# CUPLIKAN HALAMAN
-.-.-

Ramadan; Sarana Menghapus Stereotip Negatif Tentang Islam

Ramadan; Sarana Menghapus Stereotip Negatif Tentang Islam

- in Narasi
165
0
Ramadan; Sarana Menghapus Stereotip Negatif Tentang Islam

Peringatan Hari Memerangi Islamofobia Internasional tahun ini bertepatan dengan datangnya bulan Ramadhan. Lantas, adalah hubungannya antara Ramadan dengan upaya melawan sentimen negatif terhadap Islam?

Jika dibaca secara obyektif, Islamofobia itu fenomena yang valid. Kita tentu tidak ada dalam posisi menormalisasi Islamofobia. Namun, kita juga tidak bisa begitu saja menutup mata bahwa banyak perilaku umat Islam yang kerap melatari munculnya gejala Islamofobia di Barat.

-.-.-

# DAFTAR ITEM
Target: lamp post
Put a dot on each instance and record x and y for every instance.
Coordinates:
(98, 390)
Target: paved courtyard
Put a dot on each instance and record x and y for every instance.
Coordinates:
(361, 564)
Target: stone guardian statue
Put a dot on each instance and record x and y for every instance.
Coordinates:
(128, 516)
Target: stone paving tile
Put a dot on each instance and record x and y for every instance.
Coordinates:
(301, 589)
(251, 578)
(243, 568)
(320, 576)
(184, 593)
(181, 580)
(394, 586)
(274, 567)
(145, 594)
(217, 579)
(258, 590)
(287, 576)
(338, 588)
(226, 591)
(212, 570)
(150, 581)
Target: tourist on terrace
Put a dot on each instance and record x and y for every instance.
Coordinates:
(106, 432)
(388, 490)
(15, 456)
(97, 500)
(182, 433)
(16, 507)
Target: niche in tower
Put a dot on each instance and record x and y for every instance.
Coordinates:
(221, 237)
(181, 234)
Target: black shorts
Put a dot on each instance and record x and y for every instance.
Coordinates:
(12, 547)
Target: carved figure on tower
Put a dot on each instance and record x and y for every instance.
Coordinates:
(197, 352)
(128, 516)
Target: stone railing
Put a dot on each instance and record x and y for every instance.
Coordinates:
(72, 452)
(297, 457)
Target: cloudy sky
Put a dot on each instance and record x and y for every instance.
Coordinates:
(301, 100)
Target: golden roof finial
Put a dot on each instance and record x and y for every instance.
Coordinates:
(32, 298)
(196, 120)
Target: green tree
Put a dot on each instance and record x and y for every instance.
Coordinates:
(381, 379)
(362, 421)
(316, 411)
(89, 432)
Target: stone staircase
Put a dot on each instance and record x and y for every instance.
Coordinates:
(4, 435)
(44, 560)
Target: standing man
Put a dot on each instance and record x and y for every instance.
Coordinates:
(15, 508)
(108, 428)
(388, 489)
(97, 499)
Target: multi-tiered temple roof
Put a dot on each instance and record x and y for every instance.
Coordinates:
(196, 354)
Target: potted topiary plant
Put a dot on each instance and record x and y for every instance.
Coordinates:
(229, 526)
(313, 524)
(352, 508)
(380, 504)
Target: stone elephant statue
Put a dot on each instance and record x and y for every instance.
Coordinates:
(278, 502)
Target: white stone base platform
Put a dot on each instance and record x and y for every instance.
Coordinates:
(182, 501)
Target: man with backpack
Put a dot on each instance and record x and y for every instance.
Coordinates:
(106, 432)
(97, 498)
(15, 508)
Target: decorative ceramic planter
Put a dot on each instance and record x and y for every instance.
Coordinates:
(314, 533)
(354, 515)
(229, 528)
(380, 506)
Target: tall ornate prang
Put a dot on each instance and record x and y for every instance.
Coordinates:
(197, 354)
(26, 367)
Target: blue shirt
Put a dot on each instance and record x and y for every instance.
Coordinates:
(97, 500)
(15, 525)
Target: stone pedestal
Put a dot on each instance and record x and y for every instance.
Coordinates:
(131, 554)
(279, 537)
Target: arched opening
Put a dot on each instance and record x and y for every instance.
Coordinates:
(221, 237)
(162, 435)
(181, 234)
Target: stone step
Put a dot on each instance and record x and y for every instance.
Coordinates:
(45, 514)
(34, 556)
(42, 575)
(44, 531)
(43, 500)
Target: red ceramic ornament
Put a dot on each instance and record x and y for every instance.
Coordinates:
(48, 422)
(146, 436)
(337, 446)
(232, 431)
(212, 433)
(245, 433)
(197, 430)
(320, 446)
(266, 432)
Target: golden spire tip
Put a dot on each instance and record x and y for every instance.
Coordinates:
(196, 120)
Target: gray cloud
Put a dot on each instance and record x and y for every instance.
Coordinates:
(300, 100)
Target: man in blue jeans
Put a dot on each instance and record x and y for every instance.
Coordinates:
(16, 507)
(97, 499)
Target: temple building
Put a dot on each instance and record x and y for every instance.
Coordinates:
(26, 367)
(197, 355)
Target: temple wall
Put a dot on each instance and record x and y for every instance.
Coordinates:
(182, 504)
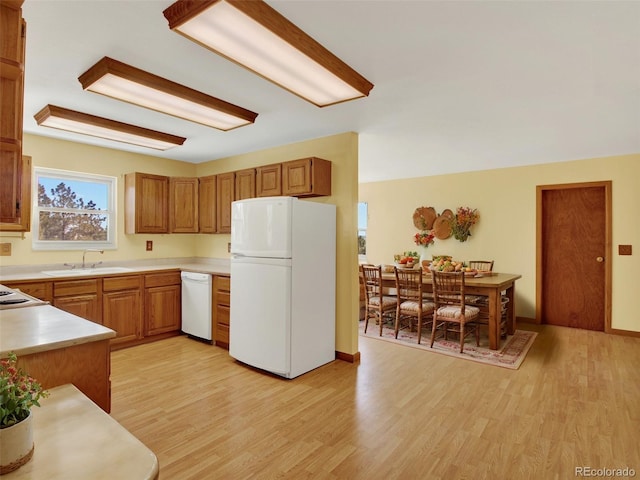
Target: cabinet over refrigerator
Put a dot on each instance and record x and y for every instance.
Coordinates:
(283, 284)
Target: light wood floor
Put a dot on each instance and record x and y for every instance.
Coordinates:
(401, 413)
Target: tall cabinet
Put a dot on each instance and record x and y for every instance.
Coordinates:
(15, 181)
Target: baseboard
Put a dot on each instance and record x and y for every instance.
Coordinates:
(526, 320)
(348, 357)
(627, 333)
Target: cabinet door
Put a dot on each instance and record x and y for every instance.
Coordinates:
(85, 306)
(162, 309)
(225, 193)
(146, 203)
(122, 307)
(221, 310)
(269, 181)
(123, 313)
(14, 181)
(183, 205)
(207, 204)
(15, 191)
(245, 184)
(307, 177)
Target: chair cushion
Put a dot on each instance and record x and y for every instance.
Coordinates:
(386, 302)
(453, 311)
(412, 306)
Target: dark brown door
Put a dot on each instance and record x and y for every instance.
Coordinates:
(573, 257)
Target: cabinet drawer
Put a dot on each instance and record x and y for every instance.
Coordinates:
(41, 290)
(222, 283)
(222, 315)
(222, 334)
(75, 287)
(112, 284)
(162, 279)
(223, 298)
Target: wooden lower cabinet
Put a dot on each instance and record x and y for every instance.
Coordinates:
(221, 309)
(162, 303)
(87, 366)
(122, 308)
(79, 297)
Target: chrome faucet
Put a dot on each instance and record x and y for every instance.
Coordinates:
(85, 253)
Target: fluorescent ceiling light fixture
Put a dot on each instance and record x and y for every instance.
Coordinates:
(78, 122)
(254, 35)
(123, 82)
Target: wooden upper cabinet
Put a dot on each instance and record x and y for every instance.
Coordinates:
(307, 177)
(225, 194)
(15, 193)
(207, 204)
(269, 180)
(183, 205)
(146, 203)
(15, 179)
(245, 184)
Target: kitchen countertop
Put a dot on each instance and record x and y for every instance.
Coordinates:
(42, 328)
(34, 272)
(74, 439)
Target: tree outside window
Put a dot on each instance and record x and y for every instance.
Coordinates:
(73, 210)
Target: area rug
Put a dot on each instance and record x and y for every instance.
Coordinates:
(511, 354)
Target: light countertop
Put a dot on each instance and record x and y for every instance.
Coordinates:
(42, 328)
(75, 439)
(203, 265)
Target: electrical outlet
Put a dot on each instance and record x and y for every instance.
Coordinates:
(624, 249)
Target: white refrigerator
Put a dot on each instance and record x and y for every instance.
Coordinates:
(283, 284)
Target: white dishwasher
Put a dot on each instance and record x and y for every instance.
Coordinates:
(196, 305)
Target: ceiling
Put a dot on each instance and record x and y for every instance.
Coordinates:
(459, 86)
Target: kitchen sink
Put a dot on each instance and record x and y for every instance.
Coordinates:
(81, 272)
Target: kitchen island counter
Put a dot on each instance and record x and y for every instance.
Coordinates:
(18, 273)
(75, 440)
(56, 348)
(41, 328)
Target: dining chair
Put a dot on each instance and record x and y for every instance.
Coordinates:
(482, 301)
(377, 305)
(412, 303)
(450, 307)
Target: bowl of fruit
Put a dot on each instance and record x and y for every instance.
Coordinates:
(407, 260)
(448, 265)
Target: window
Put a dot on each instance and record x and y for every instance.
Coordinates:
(73, 210)
(362, 231)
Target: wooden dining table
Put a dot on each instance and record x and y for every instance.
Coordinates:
(493, 287)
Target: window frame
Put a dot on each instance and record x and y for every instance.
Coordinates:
(111, 210)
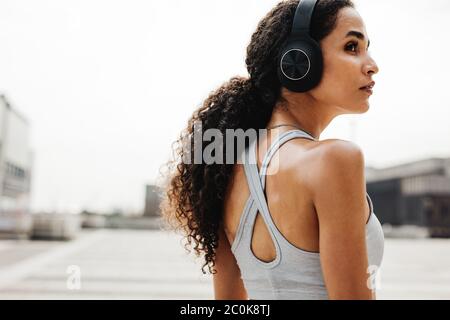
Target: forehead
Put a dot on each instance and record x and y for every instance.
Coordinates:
(348, 19)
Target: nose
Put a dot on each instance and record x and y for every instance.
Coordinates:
(370, 67)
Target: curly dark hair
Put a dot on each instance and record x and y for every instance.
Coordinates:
(195, 193)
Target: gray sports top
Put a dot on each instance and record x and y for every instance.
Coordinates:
(294, 273)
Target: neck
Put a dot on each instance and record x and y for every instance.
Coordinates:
(304, 111)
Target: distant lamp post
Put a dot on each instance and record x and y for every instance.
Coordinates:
(152, 201)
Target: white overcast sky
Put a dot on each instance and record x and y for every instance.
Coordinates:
(108, 85)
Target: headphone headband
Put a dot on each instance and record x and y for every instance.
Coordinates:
(302, 18)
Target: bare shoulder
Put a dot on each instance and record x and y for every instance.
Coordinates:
(335, 154)
(327, 161)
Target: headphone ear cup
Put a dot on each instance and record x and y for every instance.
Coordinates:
(300, 65)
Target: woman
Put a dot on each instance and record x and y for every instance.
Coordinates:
(308, 230)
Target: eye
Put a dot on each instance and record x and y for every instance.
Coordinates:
(351, 45)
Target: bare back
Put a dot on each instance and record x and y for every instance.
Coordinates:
(289, 197)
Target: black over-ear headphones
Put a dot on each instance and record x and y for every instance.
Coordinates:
(301, 62)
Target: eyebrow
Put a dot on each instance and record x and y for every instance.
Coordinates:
(357, 34)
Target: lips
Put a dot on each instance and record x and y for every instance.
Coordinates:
(369, 86)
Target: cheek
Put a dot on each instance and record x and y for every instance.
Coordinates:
(339, 79)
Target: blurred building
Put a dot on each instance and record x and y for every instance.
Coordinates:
(416, 193)
(152, 201)
(15, 169)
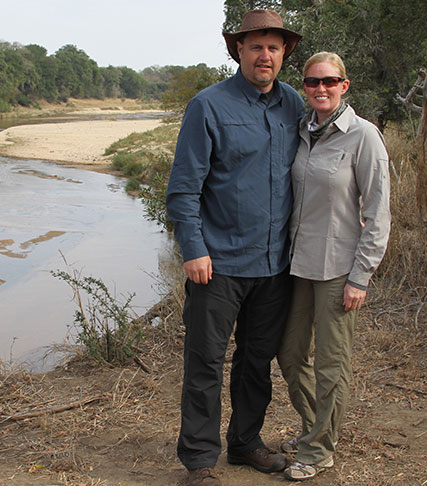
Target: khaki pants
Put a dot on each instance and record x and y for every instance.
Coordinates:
(318, 391)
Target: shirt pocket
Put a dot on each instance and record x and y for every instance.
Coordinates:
(238, 141)
(330, 162)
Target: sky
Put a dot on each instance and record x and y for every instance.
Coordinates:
(132, 33)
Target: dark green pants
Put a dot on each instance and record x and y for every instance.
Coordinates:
(318, 390)
(256, 308)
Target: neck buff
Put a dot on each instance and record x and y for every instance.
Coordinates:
(316, 130)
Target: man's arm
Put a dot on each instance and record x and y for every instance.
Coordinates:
(199, 270)
(190, 169)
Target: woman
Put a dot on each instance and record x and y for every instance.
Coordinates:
(339, 230)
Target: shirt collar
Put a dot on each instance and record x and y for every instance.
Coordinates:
(343, 122)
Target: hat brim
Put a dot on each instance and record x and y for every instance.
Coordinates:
(291, 38)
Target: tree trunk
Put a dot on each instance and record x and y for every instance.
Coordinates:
(422, 161)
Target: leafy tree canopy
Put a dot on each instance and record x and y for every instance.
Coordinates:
(382, 43)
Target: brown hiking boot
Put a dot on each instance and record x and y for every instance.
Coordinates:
(203, 476)
(262, 459)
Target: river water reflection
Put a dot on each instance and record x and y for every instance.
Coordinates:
(46, 210)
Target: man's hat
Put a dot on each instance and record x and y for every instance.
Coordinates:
(261, 20)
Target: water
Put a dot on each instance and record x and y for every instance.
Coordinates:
(47, 211)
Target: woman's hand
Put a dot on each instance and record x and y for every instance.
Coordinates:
(353, 297)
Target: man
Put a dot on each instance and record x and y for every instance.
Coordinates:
(229, 197)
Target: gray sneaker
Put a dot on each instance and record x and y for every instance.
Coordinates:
(299, 471)
(290, 446)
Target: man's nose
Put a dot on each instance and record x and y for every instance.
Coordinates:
(265, 53)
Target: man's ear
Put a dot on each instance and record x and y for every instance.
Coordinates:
(239, 47)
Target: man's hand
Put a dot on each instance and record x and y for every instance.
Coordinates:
(199, 270)
(353, 297)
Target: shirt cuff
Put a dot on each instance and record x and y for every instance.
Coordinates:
(357, 286)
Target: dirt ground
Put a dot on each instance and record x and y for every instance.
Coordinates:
(81, 425)
(85, 425)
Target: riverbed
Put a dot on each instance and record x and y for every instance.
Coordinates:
(51, 214)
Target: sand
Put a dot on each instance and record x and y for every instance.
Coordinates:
(76, 142)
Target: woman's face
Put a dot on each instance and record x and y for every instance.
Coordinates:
(322, 99)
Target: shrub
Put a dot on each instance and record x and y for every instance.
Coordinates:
(106, 327)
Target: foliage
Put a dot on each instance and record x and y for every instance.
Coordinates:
(154, 199)
(105, 327)
(153, 150)
(28, 74)
(186, 84)
(381, 43)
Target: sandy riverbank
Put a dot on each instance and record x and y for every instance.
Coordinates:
(77, 142)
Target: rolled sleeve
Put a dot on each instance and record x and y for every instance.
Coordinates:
(190, 168)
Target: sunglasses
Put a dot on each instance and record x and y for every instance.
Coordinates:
(329, 81)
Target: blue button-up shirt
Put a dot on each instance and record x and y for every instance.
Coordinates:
(229, 193)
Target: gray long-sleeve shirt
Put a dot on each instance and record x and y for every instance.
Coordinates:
(229, 193)
(343, 177)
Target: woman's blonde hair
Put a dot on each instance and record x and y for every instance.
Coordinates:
(330, 57)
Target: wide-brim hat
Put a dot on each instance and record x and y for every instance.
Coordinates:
(261, 20)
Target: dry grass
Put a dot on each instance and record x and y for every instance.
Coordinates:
(127, 434)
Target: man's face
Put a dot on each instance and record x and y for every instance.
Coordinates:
(261, 57)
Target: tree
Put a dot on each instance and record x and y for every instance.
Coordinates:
(378, 40)
(77, 75)
(131, 83)
(45, 67)
(111, 76)
(187, 83)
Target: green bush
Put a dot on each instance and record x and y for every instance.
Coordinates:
(106, 327)
(133, 185)
(4, 106)
(122, 159)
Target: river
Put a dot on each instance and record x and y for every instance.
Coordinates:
(49, 212)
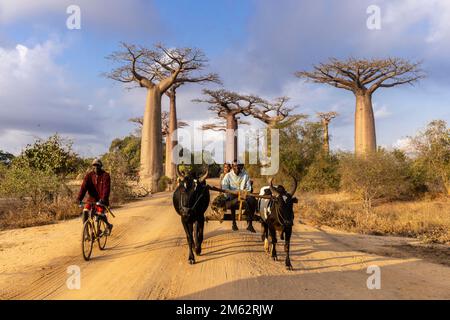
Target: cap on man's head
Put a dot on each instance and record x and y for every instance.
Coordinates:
(237, 163)
(97, 162)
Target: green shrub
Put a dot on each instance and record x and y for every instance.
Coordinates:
(322, 175)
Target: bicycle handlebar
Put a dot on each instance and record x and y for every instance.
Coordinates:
(98, 204)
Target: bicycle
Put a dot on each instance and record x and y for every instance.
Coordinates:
(94, 229)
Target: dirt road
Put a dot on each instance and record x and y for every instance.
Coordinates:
(147, 259)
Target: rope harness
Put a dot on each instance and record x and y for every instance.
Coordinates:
(183, 207)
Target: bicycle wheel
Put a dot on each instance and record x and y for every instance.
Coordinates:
(101, 228)
(87, 240)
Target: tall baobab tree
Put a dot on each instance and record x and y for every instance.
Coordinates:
(155, 70)
(228, 105)
(166, 118)
(171, 138)
(275, 115)
(325, 118)
(363, 77)
(165, 130)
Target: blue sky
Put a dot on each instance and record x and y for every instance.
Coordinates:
(50, 77)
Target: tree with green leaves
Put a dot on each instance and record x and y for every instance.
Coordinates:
(432, 151)
(53, 155)
(5, 157)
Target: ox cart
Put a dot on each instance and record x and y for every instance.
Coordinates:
(218, 212)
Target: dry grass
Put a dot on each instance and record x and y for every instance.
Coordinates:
(15, 214)
(427, 220)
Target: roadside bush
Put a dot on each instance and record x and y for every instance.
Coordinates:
(375, 176)
(432, 157)
(163, 183)
(427, 221)
(117, 166)
(322, 175)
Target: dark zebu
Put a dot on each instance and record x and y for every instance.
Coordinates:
(191, 200)
(277, 214)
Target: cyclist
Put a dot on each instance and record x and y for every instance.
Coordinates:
(97, 184)
(238, 180)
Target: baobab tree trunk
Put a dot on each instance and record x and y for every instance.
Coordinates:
(365, 137)
(151, 143)
(171, 139)
(231, 139)
(326, 138)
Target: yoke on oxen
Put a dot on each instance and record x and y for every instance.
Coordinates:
(218, 210)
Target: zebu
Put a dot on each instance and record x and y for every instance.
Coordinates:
(277, 214)
(191, 200)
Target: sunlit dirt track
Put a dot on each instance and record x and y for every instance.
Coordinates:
(146, 258)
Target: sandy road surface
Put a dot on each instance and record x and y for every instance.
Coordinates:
(147, 259)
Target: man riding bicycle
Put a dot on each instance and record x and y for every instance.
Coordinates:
(97, 183)
(238, 180)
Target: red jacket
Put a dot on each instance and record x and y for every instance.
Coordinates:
(98, 187)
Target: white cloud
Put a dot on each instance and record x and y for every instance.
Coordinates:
(38, 98)
(112, 15)
(381, 112)
(406, 13)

-.-.-

# TUGAS YANG DIKERJAKAN
1. Menurut teks tentang Ramadan dan Islamofobia, peringatan Hari Memerangi Islamofobia Internasional tahun ini bertepatan dengan apa?
2. Lanjutkan teks tentang Ramadan dan Islamofobia mulai setelah kalimat terakhirnya.

# HASIL PER TUGAS
1. Dengan datangnya bulan Ramadhan.

2.
Misalnya saja, gerakan radikalisme dan ekstremisme di dunia Islam yang menjadi akar Islamofobia di dunia Barat. Harus diakui bahwa sejumlah umat Islam masih gandrung pada ideologi kekerasan dan teror. Mereka menganggap kejayaan Islam bisa kembali ditegakkan dengan jalan peperangan.

Ironisnya, media Barat selama ini lebih sering menampilkan wajah Islam yang bengis dan kejam. Profil seorang Usama bin Laden atau Abu Bakar Al Baghdadi lebih sering muncul di media massa. Ketimbang misalnya ulama-ulama yang sejuk pandangannya dan halus tutur katanya.

Demikian pula, pasukan-pasukan organisasi teroris seperti Taliban, Alqaeda, Jamaah Islamiyyah, Boko Haram atau ISIS lebih sering muncul di media massa Barat, alih-alih wajah para santri di pondok-pondok pesantren yang tengah belajar khazanah keilmuan Islam.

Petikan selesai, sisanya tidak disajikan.